[Description of the task]
Restate word for word the entries below, starting with the line with "Where can you see the green leaf" and continuing through the line with "Where can you see the caterpillar". Include both of those lines and no others.
[[ Task data, beginning ]]
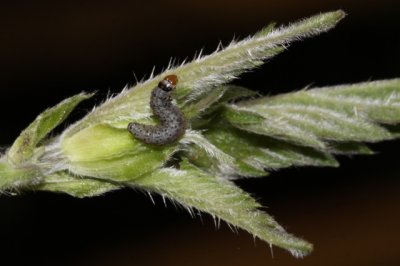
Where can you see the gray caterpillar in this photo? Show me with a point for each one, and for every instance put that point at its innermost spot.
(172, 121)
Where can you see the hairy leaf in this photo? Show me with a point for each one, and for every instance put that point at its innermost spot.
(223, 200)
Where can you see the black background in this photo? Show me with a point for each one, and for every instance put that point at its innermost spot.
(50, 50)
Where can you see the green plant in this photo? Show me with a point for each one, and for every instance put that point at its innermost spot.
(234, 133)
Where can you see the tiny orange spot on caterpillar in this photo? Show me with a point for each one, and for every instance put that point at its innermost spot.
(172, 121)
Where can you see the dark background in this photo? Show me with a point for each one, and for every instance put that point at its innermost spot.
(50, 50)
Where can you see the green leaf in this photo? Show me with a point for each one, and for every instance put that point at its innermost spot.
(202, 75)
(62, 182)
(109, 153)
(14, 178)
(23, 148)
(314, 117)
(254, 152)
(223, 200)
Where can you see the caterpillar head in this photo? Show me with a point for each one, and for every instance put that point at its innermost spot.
[[ Task data, end ]]
[[ Task data, beginning ]]
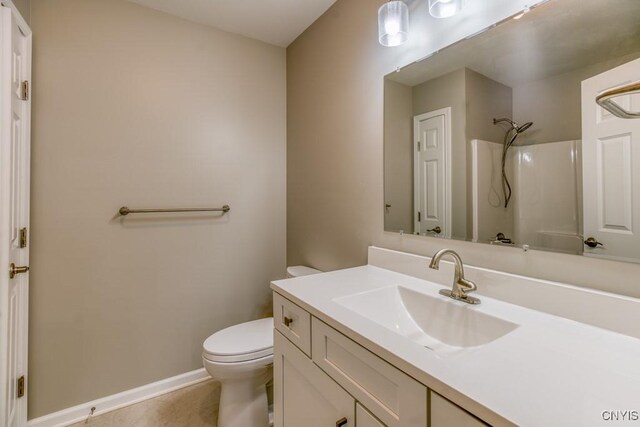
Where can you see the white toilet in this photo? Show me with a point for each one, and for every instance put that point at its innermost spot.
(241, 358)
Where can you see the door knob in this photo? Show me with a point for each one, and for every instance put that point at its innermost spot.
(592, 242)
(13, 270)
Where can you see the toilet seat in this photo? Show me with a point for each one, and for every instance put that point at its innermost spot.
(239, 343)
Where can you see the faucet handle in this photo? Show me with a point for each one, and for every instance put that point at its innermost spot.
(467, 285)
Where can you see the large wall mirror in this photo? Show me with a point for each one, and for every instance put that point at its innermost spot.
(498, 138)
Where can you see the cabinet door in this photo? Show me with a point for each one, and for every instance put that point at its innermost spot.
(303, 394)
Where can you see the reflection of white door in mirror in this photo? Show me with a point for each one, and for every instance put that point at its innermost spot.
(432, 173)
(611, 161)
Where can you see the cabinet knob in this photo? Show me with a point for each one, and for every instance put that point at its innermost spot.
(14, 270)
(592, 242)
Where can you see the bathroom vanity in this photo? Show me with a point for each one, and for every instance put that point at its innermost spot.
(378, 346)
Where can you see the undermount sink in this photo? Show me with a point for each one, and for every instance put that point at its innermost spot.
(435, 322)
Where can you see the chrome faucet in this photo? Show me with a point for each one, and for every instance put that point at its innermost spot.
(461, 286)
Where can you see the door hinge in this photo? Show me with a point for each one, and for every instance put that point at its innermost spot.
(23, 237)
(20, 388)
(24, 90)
[[ Task data, end ]]
[Answer for this exercise]
Where can you see the green leaf in this photo? Show me with a point for each one, and for every instance put that point at its innermost spot.
(202, 75)
(62, 182)
(109, 153)
(14, 178)
(23, 148)
(314, 117)
(254, 152)
(223, 200)
Where can you see the caterpillar head in this photo? Show me with a point for each one, and for every instance put that point at its innermost spot.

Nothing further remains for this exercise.